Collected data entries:
○ ○ ○

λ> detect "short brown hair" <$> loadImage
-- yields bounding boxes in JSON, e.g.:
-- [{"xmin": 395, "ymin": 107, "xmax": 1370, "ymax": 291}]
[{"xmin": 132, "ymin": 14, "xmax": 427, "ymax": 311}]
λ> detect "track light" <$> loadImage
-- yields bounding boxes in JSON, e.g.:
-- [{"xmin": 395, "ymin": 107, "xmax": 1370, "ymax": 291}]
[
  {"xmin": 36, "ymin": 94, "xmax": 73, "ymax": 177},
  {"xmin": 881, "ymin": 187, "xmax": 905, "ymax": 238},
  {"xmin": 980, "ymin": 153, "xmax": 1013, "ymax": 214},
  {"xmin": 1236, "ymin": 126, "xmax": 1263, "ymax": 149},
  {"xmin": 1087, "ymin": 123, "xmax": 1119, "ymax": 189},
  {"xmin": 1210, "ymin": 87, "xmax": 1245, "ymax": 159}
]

○ ○ ○

▶ _Exercise goal_
Reproduce the data shown above exactly.

▶ _Expected answer_
λ> detect "short brown hair" <$> loadImage
-- yields bounding boxes in JSON, e.g.:
-- [{"xmin": 395, "ymin": 107, "xmax": 1370, "ymax": 291}]
[{"xmin": 132, "ymin": 14, "xmax": 427, "ymax": 311}]
λ> detect "track light" <$> loadImage
-- yields bounding boxes in JSON, e.g.:
-- [{"xmin": 395, "ymin": 107, "xmax": 1370, "ymax": 291}]
[
  {"xmin": 36, "ymin": 94, "xmax": 73, "ymax": 177},
  {"xmin": 881, "ymin": 187, "xmax": 905, "ymax": 238},
  {"xmin": 980, "ymin": 153, "xmax": 1013, "ymax": 214},
  {"xmin": 1236, "ymin": 126, "xmax": 1263, "ymax": 149},
  {"xmin": 1087, "ymin": 123, "xmax": 1119, "ymax": 189},
  {"xmin": 1210, "ymin": 87, "xmax": 1245, "ymax": 159}
]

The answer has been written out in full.